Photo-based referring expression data
⁂

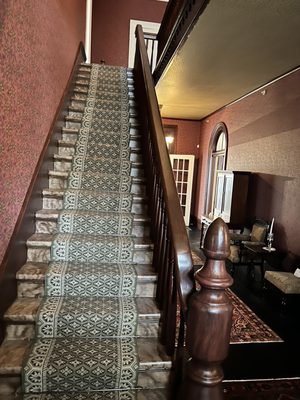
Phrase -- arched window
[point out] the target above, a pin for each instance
(217, 158)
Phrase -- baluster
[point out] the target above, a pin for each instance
(209, 319)
(168, 333)
(162, 256)
(158, 223)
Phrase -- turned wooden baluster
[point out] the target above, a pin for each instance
(209, 320)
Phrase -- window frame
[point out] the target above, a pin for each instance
(213, 154)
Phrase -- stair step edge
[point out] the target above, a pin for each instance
(151, 355)
(46, 214)
(25, 310)
(45, 240)
(36, 271)
(60, 192)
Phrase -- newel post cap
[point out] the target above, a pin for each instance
(217, 240)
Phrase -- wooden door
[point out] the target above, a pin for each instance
(183, 170)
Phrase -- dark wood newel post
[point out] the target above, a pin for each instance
(209, 319)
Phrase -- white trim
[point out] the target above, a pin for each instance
(148, 27)
(179, 176)
(88, 30)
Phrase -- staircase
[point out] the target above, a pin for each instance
(85, 323)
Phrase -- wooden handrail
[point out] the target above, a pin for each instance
(180, 242)
(201, 319)
(178, 21)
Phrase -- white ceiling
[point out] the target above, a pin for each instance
(235, 47)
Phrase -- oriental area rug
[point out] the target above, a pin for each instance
(275, 389)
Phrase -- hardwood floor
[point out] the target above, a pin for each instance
(268, 360)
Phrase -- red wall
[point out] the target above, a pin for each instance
(187, 135)
(264, 138)
(187, 142)
(110, 29)
(38, 44)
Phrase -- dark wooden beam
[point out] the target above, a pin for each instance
(182, 17)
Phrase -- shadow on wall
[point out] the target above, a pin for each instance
(265, 201)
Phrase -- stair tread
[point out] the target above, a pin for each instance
(141, 394)
(53, 214)
(151, 354)
(60, 193)
(25, 309)
(72, 143)
(45, 240)
(65, 174)
(70, 158)
(37, 271)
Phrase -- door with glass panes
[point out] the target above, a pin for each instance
(183, 170)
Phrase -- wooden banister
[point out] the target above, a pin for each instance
(199, 319)
(178, 21)
(163, 176)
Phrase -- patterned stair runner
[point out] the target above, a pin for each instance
(86, 323)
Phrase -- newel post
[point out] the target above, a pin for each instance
(209, 319)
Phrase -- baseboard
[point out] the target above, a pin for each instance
(16, 252)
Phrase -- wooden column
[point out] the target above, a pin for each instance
(209, 319)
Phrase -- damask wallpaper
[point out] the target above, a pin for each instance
(264, 138)
(38, 44)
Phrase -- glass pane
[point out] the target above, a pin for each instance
(221, 142)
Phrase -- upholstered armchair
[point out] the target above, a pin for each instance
(257, 235)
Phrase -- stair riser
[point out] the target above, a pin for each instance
(77, 125)
(78, 113)
(32, 288)
(140, 229)
(79, 101)
(55, 203)
(84, 79)
(26, 331)
(87, 68)
(68, 149)
(83, 96)
(65, 166)
(73, 136)
(61, 183)
(8, 386)
(84, 87)
(42, 254)
(80, 104)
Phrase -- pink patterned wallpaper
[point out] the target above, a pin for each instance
(264, 138)
(38, 44)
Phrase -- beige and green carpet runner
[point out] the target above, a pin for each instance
(85, 344)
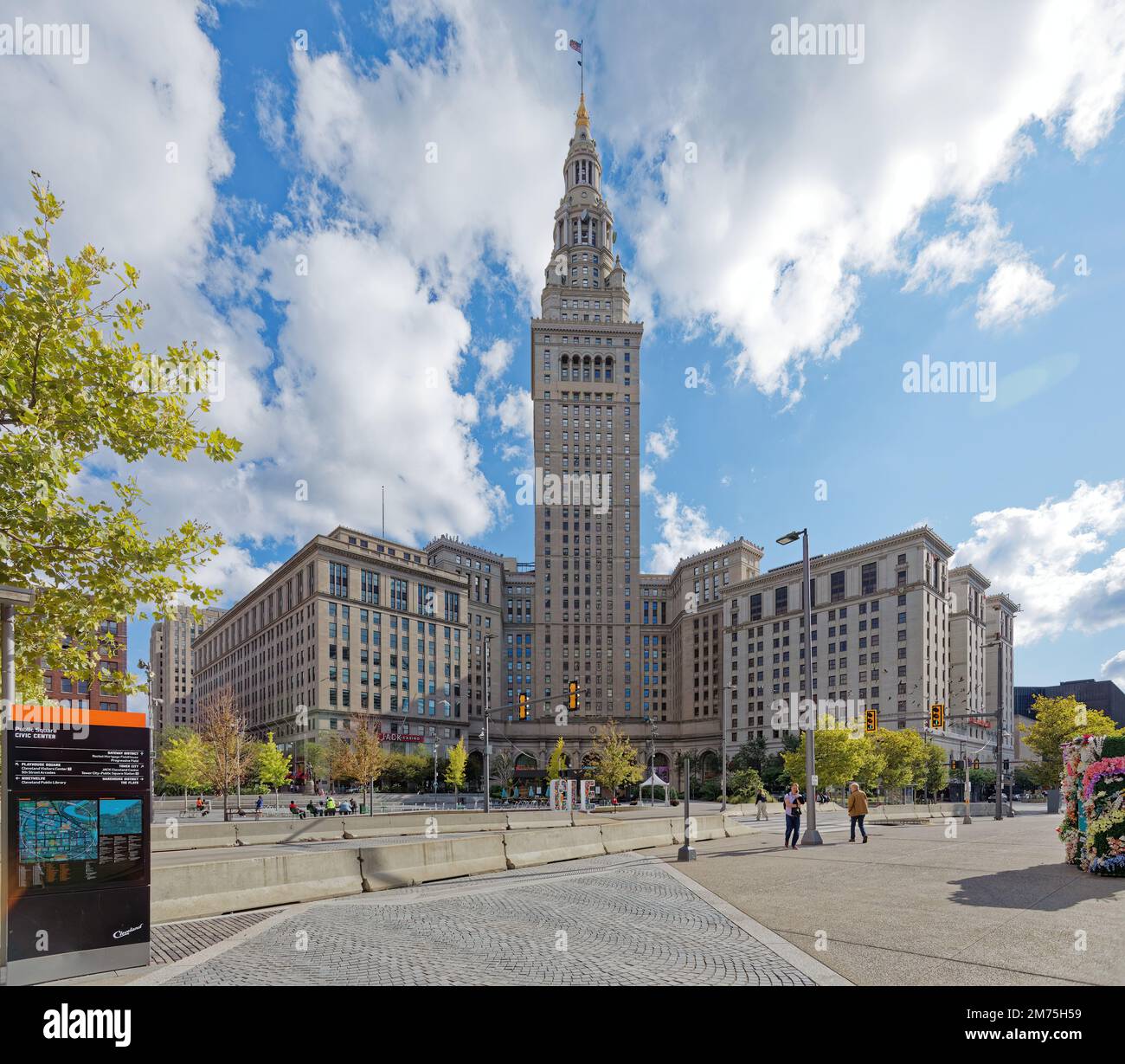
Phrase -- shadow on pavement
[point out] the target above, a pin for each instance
(1050, 887)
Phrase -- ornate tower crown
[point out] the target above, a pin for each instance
(583, 254)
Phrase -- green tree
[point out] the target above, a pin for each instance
(936, 769)
(502, 766)
(181, 763)
(557, 761)
(904, 757)
(74, 382)
(745, 783)
(750, 755)
(271, 766)
(366, 758)
(228, 749)
(454, 771)
(1058, 720)
(617, 760)
(837, 756)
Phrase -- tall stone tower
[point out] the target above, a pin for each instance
(585, 388)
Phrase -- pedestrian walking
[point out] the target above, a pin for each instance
(794, 802)
(858, 809)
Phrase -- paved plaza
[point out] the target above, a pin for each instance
(991, 904)
(621, 920)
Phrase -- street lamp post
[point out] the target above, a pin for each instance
(811, 835)
(487, 738)
(727, 693)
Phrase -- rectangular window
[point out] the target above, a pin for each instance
(837, 587)
(867, 579)
(370, 587)
(338, 580)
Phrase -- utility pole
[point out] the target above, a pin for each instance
(686, 853)
(723, 745)
(1000, 730)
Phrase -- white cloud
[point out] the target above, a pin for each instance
(1114, 669)
(685, 529)
(1016, 291)
(663, 442)
(495, 360)
(514, 411)
(1035, 558)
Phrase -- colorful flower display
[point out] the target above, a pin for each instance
(1092, 829)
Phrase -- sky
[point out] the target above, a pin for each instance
(352, 204)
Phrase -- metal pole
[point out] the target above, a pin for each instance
(7, 708)
(1000, 730)
(487, 738)
(723, 745)
(968, 786)
(686, 853)
(811, 835)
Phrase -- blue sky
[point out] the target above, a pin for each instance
(825, 238)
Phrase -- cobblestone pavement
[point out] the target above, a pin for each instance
(175, 941)
(621, 920)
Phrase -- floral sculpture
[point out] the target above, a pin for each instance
(1092, 828)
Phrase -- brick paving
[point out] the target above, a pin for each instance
(175, 941)
(620, 920)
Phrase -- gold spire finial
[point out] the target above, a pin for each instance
(583, 117)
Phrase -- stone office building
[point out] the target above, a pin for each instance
(426, 639)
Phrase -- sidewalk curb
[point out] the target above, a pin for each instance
(820, 973)
(171, 970)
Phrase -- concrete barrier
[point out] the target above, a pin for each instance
(412, 862)
(709, 827)
(538, 819)
(637, 835)
(543, 846)
(191, 836)
(312, 829)
(209, 888)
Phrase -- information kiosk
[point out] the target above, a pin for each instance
(75, 824)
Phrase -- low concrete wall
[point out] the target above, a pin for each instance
(191, 835)
(637, 835)
(708, 827)
(539, 819)
(183, 892)
(543, 846)
(423, 861)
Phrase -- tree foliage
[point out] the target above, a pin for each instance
(617, 760)
(1058, 720)
(74, 382)
(458, 758)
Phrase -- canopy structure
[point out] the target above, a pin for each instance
(652, 783)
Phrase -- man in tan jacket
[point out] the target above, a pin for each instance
(858, 809)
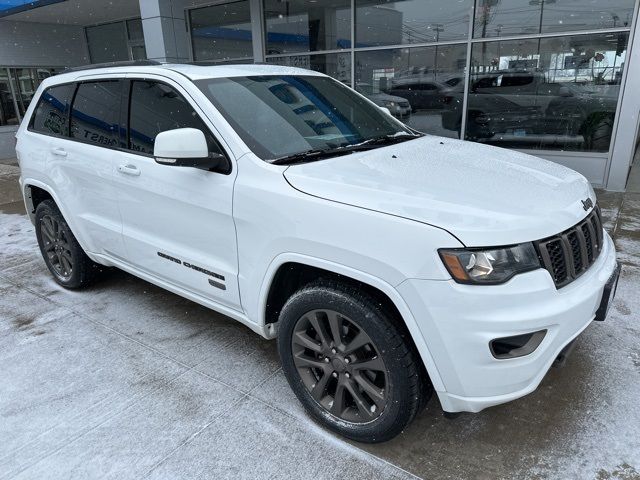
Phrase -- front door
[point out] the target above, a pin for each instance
(82, 164)
(177, 221)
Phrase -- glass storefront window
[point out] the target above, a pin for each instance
(8, 113)
(221, 32)
(336, 65)
(379, 22)
(501, 18)
(306, 26)
(107, 43)
(134, 30)
(556, 93)
(419, 85)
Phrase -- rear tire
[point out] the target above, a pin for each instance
(346, 360)
(63, 255)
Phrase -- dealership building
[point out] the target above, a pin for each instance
(555, 78)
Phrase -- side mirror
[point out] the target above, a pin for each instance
(186, 147)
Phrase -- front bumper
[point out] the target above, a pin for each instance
(459, 321)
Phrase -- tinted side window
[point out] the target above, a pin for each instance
(156, 107)
(95, 113)
(50, 115)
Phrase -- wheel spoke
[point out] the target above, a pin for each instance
(320, 387)
(376, 364)
(66, 264)
(335, 323)
(359, 341)
(337, 408)
(59, 262)
(375, 393)
(45, 231)
(363, 406)
(302, 360)
(56, 228)
(302, 339)
(47, 227)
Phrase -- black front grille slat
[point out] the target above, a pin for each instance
(568, 255)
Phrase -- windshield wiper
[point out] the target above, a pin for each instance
(317, 154)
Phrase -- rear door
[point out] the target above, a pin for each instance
(81, 165)
(177, 221)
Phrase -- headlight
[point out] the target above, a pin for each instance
(489, 266)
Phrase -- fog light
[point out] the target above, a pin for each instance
(516, 346)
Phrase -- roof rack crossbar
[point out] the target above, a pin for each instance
(126, 63)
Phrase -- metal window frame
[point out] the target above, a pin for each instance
(255, 15)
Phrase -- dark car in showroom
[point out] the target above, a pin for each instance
(524, 109)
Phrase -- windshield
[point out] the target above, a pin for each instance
(285, 115)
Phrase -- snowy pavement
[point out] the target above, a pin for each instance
(125, 380)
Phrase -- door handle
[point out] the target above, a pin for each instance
(61, 152)
(129, 169)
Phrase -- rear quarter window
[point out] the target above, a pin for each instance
(50, 115)
(95, 114)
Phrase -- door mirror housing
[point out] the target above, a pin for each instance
(187, 147)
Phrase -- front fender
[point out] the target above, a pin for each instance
(389, 290)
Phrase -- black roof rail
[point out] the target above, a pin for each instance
(126, 63)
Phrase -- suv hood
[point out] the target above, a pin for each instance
(485, 196)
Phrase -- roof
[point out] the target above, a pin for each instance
(193, 72)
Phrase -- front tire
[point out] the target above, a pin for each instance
(62, 253)
(348, 364)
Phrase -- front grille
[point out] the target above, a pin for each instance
(568, 255)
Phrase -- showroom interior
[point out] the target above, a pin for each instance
(554, 78)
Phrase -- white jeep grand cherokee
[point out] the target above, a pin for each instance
(387, 263)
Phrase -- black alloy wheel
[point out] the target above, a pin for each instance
(340, 366)
(63, 255)
(350, 361)
(57, 247)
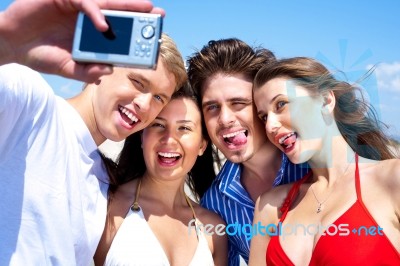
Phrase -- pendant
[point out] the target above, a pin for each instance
(319, 208)
(135, 207)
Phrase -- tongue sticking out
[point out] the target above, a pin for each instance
(239, 139)
(126, 118)
(290, 140)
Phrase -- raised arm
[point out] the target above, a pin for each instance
(39, 33)
(260, 239)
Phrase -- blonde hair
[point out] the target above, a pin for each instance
(173, 60)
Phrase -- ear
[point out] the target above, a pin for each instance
(329, 102)
(141, 139)
(328, 105)
(203, 147)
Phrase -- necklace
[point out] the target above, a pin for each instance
(136, 207)
(319, 207)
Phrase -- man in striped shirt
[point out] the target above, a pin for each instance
(222, 73)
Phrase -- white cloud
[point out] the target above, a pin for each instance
(388, 76)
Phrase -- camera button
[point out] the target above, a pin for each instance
(148, 32)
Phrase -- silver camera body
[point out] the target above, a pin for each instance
(132, 40)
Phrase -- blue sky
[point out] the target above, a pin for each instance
(345, 35)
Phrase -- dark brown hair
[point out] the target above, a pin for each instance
(130, 163)
(356, 118)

⁂

## [EXERCISE]
Whenever the string "patterned" shows up in a line of the records, that line counts; state how many lines count, and only that.

## [TASK OUTPUT]
2